[EXERCISE INPUTS — start]

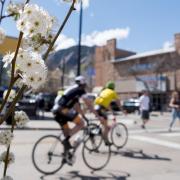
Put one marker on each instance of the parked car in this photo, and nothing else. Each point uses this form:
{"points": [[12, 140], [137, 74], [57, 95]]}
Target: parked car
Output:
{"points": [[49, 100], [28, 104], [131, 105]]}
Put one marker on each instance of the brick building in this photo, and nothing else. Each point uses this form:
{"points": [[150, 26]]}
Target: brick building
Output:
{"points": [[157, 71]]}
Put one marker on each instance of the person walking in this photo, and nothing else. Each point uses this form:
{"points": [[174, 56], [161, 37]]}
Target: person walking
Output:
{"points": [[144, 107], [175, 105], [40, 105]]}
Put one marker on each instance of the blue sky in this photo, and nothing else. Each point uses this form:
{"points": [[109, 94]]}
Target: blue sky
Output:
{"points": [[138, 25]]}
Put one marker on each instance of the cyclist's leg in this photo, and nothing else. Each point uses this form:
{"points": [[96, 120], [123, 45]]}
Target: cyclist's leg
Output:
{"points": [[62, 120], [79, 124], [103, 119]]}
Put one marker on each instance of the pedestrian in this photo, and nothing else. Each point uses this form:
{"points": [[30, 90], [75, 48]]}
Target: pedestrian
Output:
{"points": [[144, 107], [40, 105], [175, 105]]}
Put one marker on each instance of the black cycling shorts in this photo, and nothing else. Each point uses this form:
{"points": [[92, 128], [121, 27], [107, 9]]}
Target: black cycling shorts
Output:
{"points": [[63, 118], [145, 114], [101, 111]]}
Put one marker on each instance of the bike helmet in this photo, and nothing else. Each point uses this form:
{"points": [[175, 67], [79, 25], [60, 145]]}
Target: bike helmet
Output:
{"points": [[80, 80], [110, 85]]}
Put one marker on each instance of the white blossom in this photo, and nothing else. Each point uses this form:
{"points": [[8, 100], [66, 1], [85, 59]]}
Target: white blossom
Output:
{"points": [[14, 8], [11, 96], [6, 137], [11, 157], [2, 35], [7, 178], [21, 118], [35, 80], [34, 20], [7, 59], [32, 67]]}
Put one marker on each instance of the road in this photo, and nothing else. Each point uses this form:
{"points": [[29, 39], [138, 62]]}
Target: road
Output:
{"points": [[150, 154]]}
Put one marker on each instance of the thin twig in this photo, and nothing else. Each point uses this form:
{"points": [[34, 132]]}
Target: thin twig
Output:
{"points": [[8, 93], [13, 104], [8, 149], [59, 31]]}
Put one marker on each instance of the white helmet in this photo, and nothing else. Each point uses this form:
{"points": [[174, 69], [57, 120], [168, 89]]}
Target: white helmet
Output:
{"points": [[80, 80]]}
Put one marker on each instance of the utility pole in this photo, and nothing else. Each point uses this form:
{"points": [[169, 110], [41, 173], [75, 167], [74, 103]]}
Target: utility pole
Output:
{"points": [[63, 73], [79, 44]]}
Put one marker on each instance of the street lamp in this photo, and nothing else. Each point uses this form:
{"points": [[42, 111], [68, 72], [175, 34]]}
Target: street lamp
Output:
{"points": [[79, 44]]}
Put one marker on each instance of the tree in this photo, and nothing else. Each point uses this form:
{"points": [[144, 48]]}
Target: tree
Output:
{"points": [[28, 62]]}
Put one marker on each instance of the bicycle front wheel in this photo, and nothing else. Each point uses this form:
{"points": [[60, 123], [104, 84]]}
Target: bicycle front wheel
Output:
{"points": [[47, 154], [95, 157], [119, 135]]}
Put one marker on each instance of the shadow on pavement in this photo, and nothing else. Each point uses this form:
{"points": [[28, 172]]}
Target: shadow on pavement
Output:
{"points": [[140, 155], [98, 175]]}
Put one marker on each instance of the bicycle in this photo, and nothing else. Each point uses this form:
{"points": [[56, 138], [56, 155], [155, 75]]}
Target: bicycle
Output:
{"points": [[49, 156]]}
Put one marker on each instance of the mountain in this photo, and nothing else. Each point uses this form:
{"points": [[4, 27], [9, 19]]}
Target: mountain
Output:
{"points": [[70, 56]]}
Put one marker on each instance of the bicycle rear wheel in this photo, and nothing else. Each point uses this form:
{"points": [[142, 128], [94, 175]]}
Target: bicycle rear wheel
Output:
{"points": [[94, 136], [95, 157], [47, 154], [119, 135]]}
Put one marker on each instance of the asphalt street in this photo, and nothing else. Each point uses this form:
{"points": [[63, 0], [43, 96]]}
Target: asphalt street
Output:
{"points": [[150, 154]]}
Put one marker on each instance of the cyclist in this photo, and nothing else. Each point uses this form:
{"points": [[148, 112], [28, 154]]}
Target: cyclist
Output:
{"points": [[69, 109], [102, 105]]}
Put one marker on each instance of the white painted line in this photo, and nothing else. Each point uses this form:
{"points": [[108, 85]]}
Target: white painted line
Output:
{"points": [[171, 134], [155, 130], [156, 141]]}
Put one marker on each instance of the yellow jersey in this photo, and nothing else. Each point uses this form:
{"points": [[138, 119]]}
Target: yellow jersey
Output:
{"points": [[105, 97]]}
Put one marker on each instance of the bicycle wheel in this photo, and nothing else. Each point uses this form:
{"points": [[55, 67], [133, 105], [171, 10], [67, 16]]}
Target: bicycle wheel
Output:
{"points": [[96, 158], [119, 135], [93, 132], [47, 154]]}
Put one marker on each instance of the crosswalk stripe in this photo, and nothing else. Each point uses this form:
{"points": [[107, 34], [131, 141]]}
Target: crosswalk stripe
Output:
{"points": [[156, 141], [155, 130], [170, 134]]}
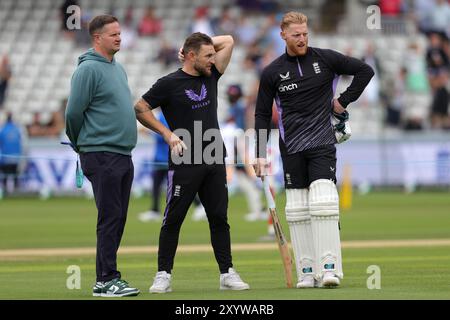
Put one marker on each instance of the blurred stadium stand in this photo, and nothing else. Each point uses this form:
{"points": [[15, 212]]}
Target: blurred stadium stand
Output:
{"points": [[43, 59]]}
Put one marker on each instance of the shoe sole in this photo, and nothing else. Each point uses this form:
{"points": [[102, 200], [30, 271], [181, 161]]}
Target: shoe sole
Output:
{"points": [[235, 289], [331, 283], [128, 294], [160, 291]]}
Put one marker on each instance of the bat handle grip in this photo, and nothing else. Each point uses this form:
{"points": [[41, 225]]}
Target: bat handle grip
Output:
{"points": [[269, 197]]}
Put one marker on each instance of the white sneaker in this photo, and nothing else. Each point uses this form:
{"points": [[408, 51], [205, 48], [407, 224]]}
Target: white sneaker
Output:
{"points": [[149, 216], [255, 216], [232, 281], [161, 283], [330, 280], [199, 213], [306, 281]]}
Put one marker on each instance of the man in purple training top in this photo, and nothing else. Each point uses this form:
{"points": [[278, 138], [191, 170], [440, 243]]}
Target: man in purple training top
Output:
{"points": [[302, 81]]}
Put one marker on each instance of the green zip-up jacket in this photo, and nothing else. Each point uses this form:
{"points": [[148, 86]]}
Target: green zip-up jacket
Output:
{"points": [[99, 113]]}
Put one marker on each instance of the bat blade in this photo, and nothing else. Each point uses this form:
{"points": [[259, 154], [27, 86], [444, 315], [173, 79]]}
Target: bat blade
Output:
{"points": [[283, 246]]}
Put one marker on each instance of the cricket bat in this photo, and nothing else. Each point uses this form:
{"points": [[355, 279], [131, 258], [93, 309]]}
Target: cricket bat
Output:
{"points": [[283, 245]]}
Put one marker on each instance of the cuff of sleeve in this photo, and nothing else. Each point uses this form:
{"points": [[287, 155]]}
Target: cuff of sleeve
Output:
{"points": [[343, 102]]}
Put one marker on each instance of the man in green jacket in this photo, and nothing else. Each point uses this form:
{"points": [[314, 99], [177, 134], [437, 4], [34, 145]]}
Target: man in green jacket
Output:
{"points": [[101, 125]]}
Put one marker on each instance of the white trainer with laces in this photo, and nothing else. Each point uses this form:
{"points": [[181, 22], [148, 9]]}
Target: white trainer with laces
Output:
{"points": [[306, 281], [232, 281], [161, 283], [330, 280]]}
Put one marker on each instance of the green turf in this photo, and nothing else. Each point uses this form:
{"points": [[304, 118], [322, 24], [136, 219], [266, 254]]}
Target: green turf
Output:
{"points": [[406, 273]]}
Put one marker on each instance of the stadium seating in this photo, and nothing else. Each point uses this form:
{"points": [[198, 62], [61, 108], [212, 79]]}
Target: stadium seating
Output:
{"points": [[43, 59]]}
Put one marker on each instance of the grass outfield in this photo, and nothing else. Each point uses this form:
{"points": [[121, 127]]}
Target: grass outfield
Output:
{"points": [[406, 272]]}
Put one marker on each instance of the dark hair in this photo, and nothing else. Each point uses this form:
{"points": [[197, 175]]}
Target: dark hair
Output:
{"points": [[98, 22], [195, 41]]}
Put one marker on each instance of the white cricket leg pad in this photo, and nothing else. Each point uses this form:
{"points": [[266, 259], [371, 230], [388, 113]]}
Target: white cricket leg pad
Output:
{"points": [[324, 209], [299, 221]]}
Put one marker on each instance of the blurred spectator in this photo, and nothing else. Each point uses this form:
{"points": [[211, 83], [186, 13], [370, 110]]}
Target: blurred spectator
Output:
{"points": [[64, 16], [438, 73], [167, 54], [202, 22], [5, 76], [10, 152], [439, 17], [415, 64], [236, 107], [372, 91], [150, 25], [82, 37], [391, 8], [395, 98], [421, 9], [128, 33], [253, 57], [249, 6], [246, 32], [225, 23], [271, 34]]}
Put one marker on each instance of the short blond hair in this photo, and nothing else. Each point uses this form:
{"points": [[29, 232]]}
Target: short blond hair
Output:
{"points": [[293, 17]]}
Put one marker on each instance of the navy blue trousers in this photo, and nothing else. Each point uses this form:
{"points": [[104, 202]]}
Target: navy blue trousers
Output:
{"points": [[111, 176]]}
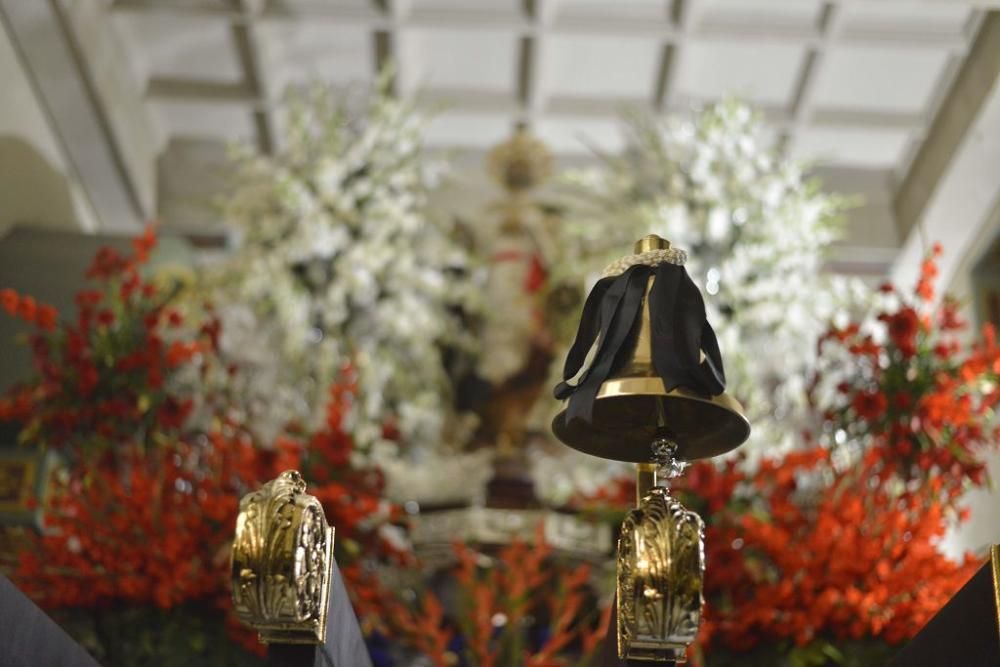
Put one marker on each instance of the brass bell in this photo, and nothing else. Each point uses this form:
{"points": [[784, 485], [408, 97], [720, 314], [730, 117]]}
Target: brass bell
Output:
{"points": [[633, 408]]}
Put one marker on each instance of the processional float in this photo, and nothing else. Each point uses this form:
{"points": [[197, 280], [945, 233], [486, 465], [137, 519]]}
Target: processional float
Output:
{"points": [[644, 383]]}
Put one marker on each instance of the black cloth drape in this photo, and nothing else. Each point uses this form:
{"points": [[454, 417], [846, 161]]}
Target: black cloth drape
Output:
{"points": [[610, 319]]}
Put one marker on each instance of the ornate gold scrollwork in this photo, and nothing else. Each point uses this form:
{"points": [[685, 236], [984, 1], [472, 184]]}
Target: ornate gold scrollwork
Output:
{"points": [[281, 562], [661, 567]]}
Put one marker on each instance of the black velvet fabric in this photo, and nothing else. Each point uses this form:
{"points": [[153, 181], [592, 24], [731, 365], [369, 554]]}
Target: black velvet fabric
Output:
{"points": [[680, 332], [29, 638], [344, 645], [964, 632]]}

[EXERCISE INPUTS — finish]

TASK GOAL:
Copy out each line of the data above, exactly, if it lies between the line holding "Put one marker on each instance of the shoe" and the line holding "Target: cricket bat", inclusive; copy no other line.

EXPECTED OUTPUT:
Put one marker on each instance of the shoe sole in this photo, and nothing else. Each point uses this form:
{"points": [[102, 200], [30, 271], [181, 161]]}
Target: shoe sole
Output:
{"points": [[235, 289], [331, 283], [128, 294], [160, 291]]}
Put one marker on each instance of the bat handle grip in this photo, and nothing else. Each point uses this form:
{"points": [[41, 225]]}
Target: bat handle grip
Output:
{"points": [[269, 197]]}
Put one marker on each instance of the white sneaker in this photo, and nothing else. Each point uses this form:
{"points": [[408, 51], [205, 48], [407, 224]]}
Target: white sneaker
Output:
{"points": [[149, 216], [255, 216], [232, 281], [161, 283], [330, 280], [199, 213], [306, 281]]}
Put one marker on each instance of the man in purple training top in this photo, and nothing else. Each point uses this form:
{"points": [[278, 138], [191, 170], [440, 243]]}
Target: man in purple training top
Output:
{"points": [[302, 81]]}
Put one marker on each instance of the green zip-up jacket in this photo, and nothing else. Each point uses this form:
{"points": [[148, 86]]}
Target: green zip-up jacket
Output:
{"points": [[99, 113]]}
Put one marker on each instance of the bat blade in this photo, and nothing else. Each point uses this form:
{"points": [[259, 154], [27, 86], [444, 315], [173, 79]]}
Target: bat blade
Output:
{"points": [[283, 246]]}
Put one marker on each instance of the cricket bat in this photo, and nothing else. Each point uses this form:
{"points": [[355, 279], [131, 258], [93, 309]]}
Target: cricket bat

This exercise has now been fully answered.